### [EXERCISE INSTRUCTIONS]
• A. Output the stretch of the article on IVR emergency notification from "Interactive voice response, or" through "the mobile phone.", word for word.
• B. Go on with the article on IVR emergency notification and the flu epidemic, starting after its final sentence.

At the moment, we’re staring at what could be a nationwide flu epidemic in the face. If that’s the case, our emergency communications systems, including IVR, should start kicking into gear.
Interactive voice response, or IVR, systems have been playing a role in emergency notification systems in recent years. Hospitals use them to automatically notify their staff of emergency situations. Fire departments use them to alert firefighters, such as during the large-scale brush fires we have in Colorado.
But government agencies are also starting to use IVR systems to notify ordinary citizens. In the case of the wildfires or flooding during 2012, for example. Why? Because they connect directly to our most common form of communication, the mobile phone.
And now we have another situation: a possible flu epidemic. According to the Boston Globe, Mayor Thomas Menino has declared a flu emergency for the city because of the high number of confirmed cases this year.
The Globe said Boston’s clinic waiting rooms are overflowing and “hospitals are scrambling to find beds for patients made miserable by high fevers, breathing problems and dehydration.”

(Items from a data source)
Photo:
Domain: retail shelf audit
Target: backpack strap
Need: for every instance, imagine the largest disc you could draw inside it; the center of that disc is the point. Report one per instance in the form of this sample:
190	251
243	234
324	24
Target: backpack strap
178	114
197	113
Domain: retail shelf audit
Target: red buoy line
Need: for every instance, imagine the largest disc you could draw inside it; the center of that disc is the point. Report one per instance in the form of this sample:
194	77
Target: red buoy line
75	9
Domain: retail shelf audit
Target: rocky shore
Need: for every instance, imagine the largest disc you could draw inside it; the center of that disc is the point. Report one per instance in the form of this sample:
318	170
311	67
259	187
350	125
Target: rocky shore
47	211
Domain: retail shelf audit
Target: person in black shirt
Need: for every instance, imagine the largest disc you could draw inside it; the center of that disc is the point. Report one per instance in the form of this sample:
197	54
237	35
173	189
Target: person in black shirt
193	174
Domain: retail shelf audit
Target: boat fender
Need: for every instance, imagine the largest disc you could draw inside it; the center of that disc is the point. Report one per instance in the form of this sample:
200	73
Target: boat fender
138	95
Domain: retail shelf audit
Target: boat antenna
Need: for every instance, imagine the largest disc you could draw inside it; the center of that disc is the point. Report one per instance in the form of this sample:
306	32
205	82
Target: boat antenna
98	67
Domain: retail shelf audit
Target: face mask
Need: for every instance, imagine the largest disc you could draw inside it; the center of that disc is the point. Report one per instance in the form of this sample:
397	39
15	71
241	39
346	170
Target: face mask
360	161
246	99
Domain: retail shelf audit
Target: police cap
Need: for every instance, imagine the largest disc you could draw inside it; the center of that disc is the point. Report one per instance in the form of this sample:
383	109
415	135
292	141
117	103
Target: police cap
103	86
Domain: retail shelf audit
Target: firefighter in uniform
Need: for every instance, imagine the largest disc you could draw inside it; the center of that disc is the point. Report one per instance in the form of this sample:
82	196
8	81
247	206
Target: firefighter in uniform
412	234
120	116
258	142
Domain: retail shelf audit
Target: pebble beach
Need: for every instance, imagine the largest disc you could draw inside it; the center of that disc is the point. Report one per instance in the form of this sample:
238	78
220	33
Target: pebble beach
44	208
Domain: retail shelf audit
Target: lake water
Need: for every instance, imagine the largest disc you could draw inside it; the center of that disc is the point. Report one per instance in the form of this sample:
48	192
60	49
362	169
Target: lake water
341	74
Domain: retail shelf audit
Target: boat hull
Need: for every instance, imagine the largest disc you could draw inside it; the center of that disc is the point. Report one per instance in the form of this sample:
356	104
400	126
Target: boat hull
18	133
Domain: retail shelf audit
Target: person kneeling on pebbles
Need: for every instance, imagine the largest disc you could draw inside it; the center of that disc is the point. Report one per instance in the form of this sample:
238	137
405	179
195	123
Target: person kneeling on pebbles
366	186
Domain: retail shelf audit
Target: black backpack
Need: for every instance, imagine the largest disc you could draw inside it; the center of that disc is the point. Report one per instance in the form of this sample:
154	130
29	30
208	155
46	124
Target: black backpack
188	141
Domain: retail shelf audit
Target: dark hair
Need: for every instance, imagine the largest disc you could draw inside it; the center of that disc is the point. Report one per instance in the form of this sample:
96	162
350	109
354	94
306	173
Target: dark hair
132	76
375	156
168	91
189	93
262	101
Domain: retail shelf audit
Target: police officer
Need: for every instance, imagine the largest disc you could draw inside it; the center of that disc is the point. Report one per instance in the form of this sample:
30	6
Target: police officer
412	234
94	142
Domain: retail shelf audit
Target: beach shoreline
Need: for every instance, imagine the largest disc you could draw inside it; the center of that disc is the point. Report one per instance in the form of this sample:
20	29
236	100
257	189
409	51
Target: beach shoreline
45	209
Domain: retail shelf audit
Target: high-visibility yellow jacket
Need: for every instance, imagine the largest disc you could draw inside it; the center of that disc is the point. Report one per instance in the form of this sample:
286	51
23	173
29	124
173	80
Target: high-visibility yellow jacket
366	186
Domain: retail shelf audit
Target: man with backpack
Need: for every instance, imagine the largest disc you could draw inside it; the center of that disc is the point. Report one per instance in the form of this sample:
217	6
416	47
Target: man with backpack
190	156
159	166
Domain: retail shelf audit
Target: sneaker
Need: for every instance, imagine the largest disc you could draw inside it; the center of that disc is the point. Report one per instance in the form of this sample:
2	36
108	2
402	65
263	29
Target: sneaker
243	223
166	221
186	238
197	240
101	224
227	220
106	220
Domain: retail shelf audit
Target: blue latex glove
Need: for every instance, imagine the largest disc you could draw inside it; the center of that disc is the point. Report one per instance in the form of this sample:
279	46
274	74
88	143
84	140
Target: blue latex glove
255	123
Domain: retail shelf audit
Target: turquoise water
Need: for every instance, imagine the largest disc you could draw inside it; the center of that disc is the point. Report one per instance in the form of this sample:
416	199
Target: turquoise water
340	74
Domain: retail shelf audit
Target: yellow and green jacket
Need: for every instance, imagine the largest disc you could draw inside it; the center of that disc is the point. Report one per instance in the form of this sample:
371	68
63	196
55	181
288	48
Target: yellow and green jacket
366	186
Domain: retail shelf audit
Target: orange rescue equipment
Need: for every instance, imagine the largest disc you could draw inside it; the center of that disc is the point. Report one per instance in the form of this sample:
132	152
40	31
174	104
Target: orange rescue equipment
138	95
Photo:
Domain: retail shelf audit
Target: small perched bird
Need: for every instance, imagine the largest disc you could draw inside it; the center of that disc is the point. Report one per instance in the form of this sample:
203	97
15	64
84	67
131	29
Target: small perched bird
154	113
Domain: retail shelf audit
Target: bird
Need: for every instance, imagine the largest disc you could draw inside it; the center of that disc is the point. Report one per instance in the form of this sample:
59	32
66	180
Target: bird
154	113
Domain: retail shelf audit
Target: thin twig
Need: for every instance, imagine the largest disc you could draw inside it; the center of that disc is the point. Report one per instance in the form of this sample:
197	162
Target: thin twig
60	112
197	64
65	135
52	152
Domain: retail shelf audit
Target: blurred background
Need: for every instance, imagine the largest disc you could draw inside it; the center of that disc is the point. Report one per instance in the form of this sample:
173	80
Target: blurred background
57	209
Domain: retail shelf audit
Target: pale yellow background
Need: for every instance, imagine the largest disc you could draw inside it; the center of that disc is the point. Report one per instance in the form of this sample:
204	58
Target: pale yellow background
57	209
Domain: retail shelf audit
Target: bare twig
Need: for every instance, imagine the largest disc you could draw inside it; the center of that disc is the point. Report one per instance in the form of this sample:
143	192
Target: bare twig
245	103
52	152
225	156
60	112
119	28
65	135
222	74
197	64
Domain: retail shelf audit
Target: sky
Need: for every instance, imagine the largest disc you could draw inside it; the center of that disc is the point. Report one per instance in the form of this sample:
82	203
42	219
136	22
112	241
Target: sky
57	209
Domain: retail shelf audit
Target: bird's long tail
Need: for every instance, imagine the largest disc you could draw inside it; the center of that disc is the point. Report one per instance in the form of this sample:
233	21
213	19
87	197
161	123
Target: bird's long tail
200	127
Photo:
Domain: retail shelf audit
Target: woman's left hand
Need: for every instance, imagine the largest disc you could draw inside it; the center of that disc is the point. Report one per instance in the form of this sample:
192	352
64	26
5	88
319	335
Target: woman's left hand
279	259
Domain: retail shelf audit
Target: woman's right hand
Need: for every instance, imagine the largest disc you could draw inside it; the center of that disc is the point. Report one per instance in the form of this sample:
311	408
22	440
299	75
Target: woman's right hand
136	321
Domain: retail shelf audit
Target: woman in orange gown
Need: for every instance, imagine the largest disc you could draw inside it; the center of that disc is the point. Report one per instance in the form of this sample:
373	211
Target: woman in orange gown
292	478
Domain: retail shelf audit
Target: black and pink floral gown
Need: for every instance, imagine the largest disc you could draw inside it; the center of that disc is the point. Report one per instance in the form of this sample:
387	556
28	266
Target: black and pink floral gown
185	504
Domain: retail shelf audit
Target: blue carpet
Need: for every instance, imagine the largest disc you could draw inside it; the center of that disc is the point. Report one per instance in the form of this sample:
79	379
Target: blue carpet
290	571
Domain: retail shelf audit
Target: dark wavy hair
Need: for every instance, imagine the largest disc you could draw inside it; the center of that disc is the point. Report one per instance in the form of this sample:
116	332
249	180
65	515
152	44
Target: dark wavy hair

### [RESULTS IN ORDER]
• A.
Interactive voice response, or IVR, systems have been playing a role in emergency notification systems in recent years. Hospitals use them to automatically notify their staff of emergency situations. Fire departments use them to alert firefighters, such as during the large-scale brush fires we have in Colorado.
But government agencies are also starting to use IVR systems to notify ordinary citizens. In the case of the wildfires or flooding during 2012, for example. Why? Because they connect directly to our most common form of communication, the mobile phone.

• B.
According to the Guardian, Boston has 700 confirmed cases of the flu so far—already dwarfing last year’s tally of 70 for the entire flu season.
“This is the worst flu season we’ve seen since 2009, and people should take the threat of flu seriously,” said Mayor Menino, according to the Guardian. “This is not only a health concern but also an economic concern for families, and I’m urging residents to get vaccinated if they haven’t already.”
Actually, the Guardian says this may the worst flu season in a decade. Just getting over the flu myself (hopefully), I’m not exactly relishing this news. I don’t want to go through that again—it was a doozy.